▸ **PROBLEM DESCRIPTION**
Output only the lines from the one holding "of the unopened" to the end of the data below, please, copied exactly.

■ ■ ■ ■

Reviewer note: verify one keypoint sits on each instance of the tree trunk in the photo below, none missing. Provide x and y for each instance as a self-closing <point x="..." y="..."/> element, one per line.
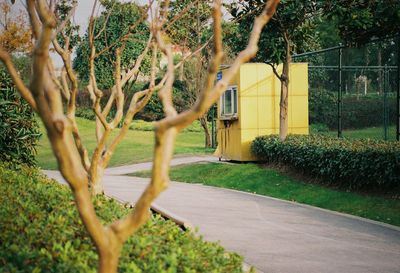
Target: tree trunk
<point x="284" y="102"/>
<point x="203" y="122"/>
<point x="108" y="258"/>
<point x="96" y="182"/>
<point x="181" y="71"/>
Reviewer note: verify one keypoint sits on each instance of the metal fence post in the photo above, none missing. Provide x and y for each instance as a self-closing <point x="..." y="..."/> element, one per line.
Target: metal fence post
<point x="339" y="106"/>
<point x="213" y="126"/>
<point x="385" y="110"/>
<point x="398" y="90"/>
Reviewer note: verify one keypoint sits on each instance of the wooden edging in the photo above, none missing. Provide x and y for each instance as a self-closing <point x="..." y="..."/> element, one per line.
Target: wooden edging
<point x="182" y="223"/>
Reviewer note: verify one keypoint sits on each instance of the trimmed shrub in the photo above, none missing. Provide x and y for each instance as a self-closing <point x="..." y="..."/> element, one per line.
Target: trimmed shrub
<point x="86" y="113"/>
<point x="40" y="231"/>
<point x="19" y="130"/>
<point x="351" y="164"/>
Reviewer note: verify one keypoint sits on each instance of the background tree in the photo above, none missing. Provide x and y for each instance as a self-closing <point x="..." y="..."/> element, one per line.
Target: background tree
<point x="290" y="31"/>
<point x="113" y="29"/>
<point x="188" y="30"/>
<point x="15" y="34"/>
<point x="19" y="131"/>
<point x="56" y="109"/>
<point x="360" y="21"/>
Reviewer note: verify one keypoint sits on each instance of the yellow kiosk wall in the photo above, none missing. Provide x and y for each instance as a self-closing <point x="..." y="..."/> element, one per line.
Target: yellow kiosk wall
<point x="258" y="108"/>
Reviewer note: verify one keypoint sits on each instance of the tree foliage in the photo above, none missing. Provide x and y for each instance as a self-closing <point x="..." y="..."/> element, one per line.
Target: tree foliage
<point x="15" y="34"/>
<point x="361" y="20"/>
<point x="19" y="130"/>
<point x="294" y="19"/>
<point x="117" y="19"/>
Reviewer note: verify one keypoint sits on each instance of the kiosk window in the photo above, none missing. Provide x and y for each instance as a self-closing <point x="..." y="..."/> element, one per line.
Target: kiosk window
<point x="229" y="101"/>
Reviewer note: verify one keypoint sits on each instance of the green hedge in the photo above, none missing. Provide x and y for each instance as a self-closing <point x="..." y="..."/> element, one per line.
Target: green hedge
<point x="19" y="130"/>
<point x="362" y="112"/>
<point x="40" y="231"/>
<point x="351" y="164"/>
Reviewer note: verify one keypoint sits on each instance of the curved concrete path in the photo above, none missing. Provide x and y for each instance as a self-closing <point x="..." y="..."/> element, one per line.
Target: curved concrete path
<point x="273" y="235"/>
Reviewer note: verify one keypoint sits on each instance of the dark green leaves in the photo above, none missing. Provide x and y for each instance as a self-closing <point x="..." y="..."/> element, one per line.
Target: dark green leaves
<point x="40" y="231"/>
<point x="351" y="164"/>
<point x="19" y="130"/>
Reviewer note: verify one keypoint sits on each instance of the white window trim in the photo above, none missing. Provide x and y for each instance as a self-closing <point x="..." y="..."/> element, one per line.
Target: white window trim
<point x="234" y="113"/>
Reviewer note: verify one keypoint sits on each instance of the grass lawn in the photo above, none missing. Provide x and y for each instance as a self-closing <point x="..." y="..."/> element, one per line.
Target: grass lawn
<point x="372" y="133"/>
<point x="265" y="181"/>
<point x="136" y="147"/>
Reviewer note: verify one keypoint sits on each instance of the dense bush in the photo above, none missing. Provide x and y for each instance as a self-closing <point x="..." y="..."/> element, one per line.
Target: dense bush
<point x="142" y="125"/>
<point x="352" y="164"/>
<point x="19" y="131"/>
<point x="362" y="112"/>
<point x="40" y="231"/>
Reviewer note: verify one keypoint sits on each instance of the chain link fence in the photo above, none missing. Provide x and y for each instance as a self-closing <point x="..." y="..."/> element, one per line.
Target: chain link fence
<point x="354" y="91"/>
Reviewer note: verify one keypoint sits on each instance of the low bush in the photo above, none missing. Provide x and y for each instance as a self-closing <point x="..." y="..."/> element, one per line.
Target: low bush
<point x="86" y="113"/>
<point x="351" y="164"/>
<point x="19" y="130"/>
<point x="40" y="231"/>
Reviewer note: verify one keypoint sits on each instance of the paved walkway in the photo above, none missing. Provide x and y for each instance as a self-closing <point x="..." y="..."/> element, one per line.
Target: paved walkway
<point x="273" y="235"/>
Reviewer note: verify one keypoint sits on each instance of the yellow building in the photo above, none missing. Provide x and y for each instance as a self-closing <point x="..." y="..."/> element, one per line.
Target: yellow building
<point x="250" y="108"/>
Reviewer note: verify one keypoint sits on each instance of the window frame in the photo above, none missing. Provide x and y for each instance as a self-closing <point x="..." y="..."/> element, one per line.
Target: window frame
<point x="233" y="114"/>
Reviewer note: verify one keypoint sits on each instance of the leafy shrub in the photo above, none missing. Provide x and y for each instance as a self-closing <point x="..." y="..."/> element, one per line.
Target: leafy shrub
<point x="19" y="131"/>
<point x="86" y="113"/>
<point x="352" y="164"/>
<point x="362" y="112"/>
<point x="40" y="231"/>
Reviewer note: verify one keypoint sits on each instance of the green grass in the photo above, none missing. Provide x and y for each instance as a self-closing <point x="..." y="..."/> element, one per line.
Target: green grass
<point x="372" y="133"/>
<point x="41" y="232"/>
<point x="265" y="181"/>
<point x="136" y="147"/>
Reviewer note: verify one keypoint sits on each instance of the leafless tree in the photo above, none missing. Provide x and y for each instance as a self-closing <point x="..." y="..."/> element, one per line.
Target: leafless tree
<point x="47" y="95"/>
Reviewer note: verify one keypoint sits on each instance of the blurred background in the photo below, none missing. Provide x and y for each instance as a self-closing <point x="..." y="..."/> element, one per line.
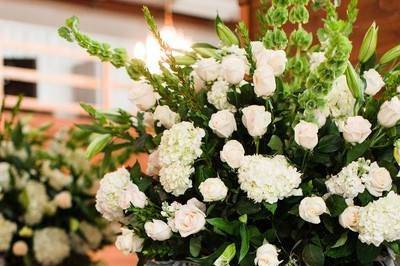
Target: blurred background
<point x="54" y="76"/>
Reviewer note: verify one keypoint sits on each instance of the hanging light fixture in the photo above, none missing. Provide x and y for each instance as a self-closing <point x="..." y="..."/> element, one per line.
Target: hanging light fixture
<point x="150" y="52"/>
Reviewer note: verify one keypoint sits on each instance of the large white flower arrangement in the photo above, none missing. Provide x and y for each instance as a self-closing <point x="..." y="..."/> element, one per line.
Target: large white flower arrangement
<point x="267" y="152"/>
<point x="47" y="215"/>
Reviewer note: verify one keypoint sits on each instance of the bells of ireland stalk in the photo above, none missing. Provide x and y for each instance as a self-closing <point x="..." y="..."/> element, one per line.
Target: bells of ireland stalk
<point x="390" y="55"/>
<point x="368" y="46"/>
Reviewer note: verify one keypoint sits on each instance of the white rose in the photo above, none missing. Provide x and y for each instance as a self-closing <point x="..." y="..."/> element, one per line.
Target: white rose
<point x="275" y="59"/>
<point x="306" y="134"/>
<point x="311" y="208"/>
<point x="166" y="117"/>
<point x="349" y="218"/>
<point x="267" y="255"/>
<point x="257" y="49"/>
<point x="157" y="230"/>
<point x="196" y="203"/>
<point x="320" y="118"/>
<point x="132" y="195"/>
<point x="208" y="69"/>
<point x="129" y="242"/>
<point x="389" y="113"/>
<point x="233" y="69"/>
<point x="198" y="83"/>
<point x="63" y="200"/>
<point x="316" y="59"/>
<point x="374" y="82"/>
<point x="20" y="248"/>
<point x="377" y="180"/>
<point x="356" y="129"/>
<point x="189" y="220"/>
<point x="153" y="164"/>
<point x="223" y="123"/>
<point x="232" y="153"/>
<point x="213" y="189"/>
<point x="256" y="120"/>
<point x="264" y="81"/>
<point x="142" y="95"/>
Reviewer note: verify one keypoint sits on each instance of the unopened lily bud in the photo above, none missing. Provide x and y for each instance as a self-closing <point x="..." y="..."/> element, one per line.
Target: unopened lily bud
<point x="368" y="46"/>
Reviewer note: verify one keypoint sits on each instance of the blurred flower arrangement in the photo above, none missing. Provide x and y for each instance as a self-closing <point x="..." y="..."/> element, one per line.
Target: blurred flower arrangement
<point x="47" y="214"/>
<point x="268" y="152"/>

■ ■ ■ ■

▸ **RESULT OF THE EXERCISE**
Reviewer note: verify one keypoint sits on each instance of the unopened lily bud in the photo above, none missing. Provide x and y for each instance as a self-closing <point x="..." y="..."/> element, one per line.
Target: unopened lily bud
<point x="368" y="46"/>
Reviewer note: verify one keypoint sits on each instance of the blurred flower arrangement in the photo above, none missing. Provide x and y for each instance as a self-closing <point x="..." y="..."/> element, one per line.
Target: blurred flower arrangement
<point x="47" y="214"/>
<point x="268" y="152"/>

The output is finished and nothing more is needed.